(Registros de anotação de contornos)

● ● ● ● ●

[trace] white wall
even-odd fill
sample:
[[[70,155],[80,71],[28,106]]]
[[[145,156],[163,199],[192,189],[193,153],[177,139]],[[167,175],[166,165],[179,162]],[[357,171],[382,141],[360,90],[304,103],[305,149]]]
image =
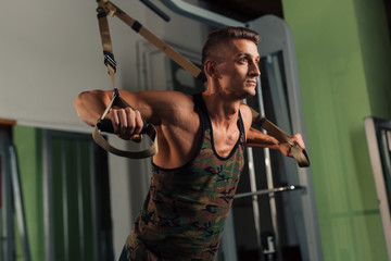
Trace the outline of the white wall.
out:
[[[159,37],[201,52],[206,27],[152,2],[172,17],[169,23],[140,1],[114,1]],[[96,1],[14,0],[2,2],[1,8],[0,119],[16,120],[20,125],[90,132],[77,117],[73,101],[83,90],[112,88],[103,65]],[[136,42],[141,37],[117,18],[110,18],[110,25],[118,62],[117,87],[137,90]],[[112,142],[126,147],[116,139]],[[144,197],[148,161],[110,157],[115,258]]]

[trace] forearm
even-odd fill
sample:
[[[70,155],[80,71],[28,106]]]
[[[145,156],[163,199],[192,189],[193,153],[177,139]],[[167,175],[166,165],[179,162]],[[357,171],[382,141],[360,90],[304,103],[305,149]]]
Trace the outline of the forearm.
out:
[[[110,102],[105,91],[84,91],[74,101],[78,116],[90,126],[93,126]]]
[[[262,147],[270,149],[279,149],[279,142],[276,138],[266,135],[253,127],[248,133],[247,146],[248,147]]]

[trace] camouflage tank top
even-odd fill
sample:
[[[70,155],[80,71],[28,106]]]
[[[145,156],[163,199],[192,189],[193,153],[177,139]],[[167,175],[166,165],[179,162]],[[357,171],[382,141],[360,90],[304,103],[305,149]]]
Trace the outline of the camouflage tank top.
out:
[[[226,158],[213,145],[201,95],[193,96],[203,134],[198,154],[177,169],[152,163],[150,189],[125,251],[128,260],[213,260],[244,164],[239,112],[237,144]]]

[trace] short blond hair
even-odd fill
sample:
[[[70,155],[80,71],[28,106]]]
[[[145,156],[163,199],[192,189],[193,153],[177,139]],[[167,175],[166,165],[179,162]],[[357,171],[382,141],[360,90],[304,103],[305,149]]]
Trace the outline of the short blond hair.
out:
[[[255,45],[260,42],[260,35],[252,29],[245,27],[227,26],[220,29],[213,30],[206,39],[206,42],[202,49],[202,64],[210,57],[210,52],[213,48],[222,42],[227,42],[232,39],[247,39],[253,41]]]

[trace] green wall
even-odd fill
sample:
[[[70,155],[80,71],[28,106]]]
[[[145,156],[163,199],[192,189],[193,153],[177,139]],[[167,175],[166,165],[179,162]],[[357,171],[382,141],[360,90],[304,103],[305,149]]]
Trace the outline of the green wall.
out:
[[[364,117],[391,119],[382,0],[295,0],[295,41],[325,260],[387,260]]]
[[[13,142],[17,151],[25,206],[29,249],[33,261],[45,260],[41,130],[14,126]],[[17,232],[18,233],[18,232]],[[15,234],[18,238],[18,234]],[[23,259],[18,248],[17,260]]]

● ● ● ● ●

• _A tarefa_
Coloque as linhas de todos os registros acima em uma lista JSON de strings, uma string por linha, omitindo as linhas em branco. Deixe as imagens de fora da resposta.

• _Resposta à tarefa_
[
  "[trace] white wall",
  "even-odd fill",
  "sample:",
  "[[[70,155],[80,71],[28,106]]]",
  "[[[145,156],[163,199],[192,189],[193,153],[177,139]],[[167,175],[166,165],[179,162]],[[357,171],[382,141],[360,90],[304,103],[305,149]]]",
  "image =",
  "Trace the outline of the white wall.",
  "out:",
  "[[[159,37],[201,52],[206,27],[152,2],[172,17],[169,23],[140,1],[114,1]],[[96,1],[14,0],[2,2],[1,8],[0,119],[16,120],[20,125],[90,132],[77,117],[73,101],[83,90],[112,88],[103,65]],[[136,42],[141,37],[117,18],[110,18],[110,25],[118,62],[117,87],[137,90]],[[112,142],[126,147],[116,139]],[[144,197],[148,161],[110,157],[115,258]]]",
  "[trace] forearm",
  "even-odd fill",
  "sample:",
  "[[[70,155],[80,71],[28,106]]]",
  "[[[145,156],[163,199],[192,189],[193,153],[177,139]],[[167,175],[166,165],[179,162]],[[357,171],[382,141],[360,90],[304,103],[305,149]]]",
  "Trace the outline of the forearm.",
  "out:",
  "[[[110,102],[105,91],[84,91],[74,101],[78,116],[90,126],[93,126]]]",
  "[[[262,147],[270,149],[279,149],[279,142],[276,138],[266,135],[253,127],[248,133],[247,146],[248,147]]]",
  "[trace] camouflage tank top",
  "even-odd fill",
  "sample:",
  "[[[70,155],[80,71],[28,106]]]",
  "[[[145,156],[163,199],[192,189],[193,153],[177,139]],[[167,175],[166,165],[179,162]],[[357,171],[382,141],[360,90],[304,103],[305,149]]]",
  "Trace the outline of the camouflage tank top.",
  "out:",
  "[[[226,158],[213,145],[201,95],[193,96],[203,134],[198,154],[177,169],[152,163],[150,189],[125,251],[128,260],[213,260],[244,164],[239,112],[237,144]]]",
  "[trace] short blond hair",
  "even-odd fill",
  "sample:",
  "[[[70,155],[80,71],[28,106]]]",
  "[[[145,156],[163,199],[192,189],[193,153],[177,139]],[[167,175],[166,165],[179,162]],[[357,171],[382,141],[360,90],[304,103],[305,149]]]",
  "Trace the outline of the short blond hair.",
  "out:",
  "[[[255,45],[260,42],[260,35],[252,29],[245,27],[227,26],[220,29],[213,30],[206,39],[206,42],[202,49],[202,64],[210,57],[210,52],[213,48],[222,42],[227,42],[232,39],[247,39],[253,41]]]",
  "[trace] green wall",
  "even-odd fill",
  "sample:",
  "[[[70,155],[80,71],[28,106]]]",
  "[[[145,156],[163,199],[192,189],[193,153],[177,139]],[[167,175],[166,165],[179,162]],[[357,171],[382,141],[360,90],[304,103],[305,149]]]",
  "Trace the outline of the green wall.",
  "out:",
  "[[[364,117],[391,119],[382,0],[295,0],[295,41],[325,260],[387,260]]]",
  "[[[13,142],[17,151],[25,206],[29,249],[33,261],[45,260],[41,130],[14,126]],[[17,232],[18,233],[18,232]],[[15,234],[18,238],[18,234]],[[23,259],[18,248],[17,260]]]"
]